**Document section:**
--------

Re: [PATCH 0/4] mm: permit guard regions for file-backed/shmem mappings

19 Feb 2025

      On Wed, Feb 19, 2025 at 12:25:51AM -0800, Kalesh Singh wrote:
...
On Thu, Feb 13, 2025 at 10:18 AM Lorenzo Stoakes
lorenzo.stoakes@oracle.com wrote:
...
The guard regions feature was initially implemented to support anonymous
mappings only, excluding shmem.
This was done such as to introduce the feature carefully and incrementally
and to be conservative when considering the various caveats and corner
cases that are applicable to file-backed mappings but not to anonymous
ones.
Now this feature has landed in 6.13, it is time to revisit this and to
extend this functionality to file-backed and shmem mappings.
In order to make this maximally useful, and since one may map file-backed
mappings read-only (for instance ELF images), we also remove the
restriction on read-only mappings and permit the establishment of guard
regions in any non-hugetlb, non-mlock()'d mapping.
Hi Lorenzo,
Thank you for your work on this.
You're welcome.
...
Have we thought about how guard regions are represented in /proc/*/[s]maps?
This is off-topic here but... Yes, extensively. No they do not appear
there.
I thought you had attended LPC and my talk where I mentioned this
purposefully as a drawback?
I went out of my way to advertise this limitation at the LPC talk, in the
original series, etc. so it's a little disappointing that this is being
brought up so late, but nobody else has raised objections to this issue so
I think in general it's not a limitation that matters in practice.
...
In the field, I've found that many applications read the ranges from
/proc/self/[s]maps to determine what they can access (usually related
to obfuscation techniques). If they don't know of the guard regions it
would cause them to crash; I think that we'll need similar entries to
PROT_NONE (---p) for these, and generally to maintain consistency
between the behavior and what is being said from /proc/*/[s]maps.
No, we cannot have these, sorry.
Firstly /proc/$pid/[s]maps describes VMAs. The entire purpose of this
feature is to avoid having to accumulate VMAs for regions which are not
intended to be accessible.
Secondly, there is no practical means for this to be accomplished in
/proc/$pid/maps in _any_ way - as no metadata relating to a VMA indicates
they have guard regions.
This is intentional, because setting such metadata is simply not practical
- why? Because when you try to split the VMA, how do you know which bit
gets the metadata and which doesn't? You can't without _reading page
tables_.

--------

**Provided material:**
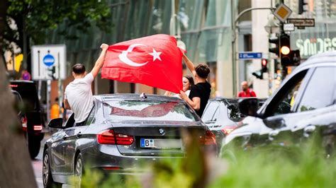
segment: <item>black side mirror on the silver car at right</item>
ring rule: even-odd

--------

**Exercise prompt:** Reproduce the part of the guard regions thread above starting with "In the field, I've" and going on through "have guard regions.".

**Result of this task:**
In the field, I've found that many applications read the ranges from
/proc/self/[s]maps to determine what they can access (usually related
to obfuscation techniques). If they don't know of the guard regions it
would cause them to crash; I think that we'll need similar entries to
PROT_NONE (---p) for these, and generally to maintain consistency
between the behavior and what is being said from /proc/*/[s]maps.
No, we cannot have these, sorry.
Firstly /proc/$pid/[s]maps describes VMAs. The entire purpose of this
feature is to avoid having to accumulate VMAs for regions which are not
intended to be accessible.
Secondly, there is no practical means for this to be accomplished in
/proc/$pid/maps in _any_ way - as no metadata relating to a VMA indicates
they have guard regions.